• What you will do: Begin with the line containing "Task: a point for each instance of the window frame, shown" and copy each line exactly through the last line of the entries, inclusive.

• Information shown:
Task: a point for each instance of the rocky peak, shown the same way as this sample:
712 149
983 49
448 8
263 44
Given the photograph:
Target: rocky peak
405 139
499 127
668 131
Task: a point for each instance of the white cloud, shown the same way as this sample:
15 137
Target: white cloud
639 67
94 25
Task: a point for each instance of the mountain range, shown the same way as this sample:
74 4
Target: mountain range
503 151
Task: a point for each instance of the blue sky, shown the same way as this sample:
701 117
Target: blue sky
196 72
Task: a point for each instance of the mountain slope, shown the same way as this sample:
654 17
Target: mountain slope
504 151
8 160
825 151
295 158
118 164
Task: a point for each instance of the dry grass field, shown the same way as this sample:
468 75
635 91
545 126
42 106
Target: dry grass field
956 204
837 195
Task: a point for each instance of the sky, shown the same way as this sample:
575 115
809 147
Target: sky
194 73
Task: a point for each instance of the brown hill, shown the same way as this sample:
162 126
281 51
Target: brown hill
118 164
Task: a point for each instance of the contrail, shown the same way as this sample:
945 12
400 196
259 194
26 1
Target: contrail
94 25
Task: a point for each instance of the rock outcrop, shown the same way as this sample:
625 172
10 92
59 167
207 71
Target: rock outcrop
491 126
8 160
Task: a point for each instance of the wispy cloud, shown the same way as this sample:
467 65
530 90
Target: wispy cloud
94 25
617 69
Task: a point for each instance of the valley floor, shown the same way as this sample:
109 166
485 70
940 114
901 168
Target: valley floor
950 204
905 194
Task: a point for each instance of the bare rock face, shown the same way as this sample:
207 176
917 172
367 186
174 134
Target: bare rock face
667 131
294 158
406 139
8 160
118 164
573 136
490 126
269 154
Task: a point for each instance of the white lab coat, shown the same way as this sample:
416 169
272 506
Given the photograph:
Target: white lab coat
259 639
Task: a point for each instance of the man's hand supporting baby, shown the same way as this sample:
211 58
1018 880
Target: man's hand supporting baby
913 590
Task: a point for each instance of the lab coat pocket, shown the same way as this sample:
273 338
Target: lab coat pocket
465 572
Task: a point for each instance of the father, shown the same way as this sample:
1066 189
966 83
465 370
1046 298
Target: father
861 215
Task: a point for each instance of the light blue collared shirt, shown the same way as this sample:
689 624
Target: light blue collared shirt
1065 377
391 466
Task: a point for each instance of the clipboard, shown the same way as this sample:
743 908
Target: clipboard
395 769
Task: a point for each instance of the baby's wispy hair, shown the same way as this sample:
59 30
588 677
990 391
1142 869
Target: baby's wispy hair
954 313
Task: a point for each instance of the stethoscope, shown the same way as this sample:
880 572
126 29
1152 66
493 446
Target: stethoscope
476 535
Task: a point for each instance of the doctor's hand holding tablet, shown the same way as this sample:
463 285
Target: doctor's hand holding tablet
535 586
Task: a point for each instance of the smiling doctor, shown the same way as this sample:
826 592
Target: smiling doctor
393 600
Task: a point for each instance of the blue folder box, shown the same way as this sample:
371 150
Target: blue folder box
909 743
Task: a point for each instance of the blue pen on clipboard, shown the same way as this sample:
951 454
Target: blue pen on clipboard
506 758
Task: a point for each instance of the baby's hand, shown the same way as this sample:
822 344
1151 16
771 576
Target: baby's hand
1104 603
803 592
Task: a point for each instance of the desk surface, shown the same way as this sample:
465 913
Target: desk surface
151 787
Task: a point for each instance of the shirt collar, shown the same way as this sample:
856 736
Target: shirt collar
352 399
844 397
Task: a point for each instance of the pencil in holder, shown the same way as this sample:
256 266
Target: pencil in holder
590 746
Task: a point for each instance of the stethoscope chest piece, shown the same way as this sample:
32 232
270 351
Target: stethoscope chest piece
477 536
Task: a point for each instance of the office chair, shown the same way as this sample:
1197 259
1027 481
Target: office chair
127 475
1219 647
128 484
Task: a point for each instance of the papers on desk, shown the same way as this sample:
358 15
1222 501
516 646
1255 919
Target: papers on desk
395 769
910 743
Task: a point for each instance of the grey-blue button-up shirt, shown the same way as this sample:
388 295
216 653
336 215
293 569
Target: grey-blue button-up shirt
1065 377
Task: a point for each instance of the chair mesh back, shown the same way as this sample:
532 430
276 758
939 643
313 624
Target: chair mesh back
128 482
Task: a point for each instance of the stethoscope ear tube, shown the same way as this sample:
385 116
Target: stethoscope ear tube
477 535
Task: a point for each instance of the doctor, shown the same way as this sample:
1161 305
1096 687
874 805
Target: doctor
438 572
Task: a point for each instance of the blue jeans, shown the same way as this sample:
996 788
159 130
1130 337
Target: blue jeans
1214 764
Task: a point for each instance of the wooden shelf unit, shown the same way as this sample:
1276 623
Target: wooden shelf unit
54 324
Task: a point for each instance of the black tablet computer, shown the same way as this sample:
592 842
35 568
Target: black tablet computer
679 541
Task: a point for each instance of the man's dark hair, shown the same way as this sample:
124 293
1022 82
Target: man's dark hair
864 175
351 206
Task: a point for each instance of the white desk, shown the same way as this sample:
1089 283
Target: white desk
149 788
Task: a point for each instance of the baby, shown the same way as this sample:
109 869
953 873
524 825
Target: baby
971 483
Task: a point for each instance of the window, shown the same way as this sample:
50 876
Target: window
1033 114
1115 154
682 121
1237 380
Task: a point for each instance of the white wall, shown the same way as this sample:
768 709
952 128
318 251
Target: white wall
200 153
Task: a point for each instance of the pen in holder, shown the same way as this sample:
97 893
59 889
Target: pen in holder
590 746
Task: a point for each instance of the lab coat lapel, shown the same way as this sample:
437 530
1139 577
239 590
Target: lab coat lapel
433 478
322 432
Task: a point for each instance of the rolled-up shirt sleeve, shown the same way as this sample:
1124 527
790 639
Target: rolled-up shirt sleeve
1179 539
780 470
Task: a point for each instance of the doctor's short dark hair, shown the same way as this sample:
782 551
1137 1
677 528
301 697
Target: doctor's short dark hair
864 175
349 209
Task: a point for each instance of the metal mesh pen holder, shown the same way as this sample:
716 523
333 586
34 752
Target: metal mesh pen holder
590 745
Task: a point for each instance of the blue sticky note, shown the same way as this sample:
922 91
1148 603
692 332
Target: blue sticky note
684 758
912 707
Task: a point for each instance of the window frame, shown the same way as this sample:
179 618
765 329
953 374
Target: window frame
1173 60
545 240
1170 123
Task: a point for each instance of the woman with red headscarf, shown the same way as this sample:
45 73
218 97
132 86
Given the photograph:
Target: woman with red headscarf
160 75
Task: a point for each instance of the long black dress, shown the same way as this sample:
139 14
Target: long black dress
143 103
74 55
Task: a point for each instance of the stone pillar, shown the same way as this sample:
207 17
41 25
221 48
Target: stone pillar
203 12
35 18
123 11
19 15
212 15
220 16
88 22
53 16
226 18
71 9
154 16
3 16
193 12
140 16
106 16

• Correct result:
Task: a point for each instance of the window frame, shown the same way as this sample:
179 618
765 329
953 374
Target: window frame
1173 60
545 240
1170 123
Task: a point for each instance of the woman with red headscarf, shown the same way as this sample:
45 73
218 97
132 86
Given the photograph:
Target: woman with red headscarf
160 75
Task: a point for each instance of the long black dress, shown the same way as this sample:
139 14
Target: long black dress
143 103
74 55
Task: a point for each instance of the stone pillar, shown the same way as this sample:
207 17
41 25
221 48
Target: stone pillar
203 12
35 18
123 11
19 15
212 15
220 16
88 22
53 16
226 18
71 9
154 16
3 16
193 12
140 16
106 16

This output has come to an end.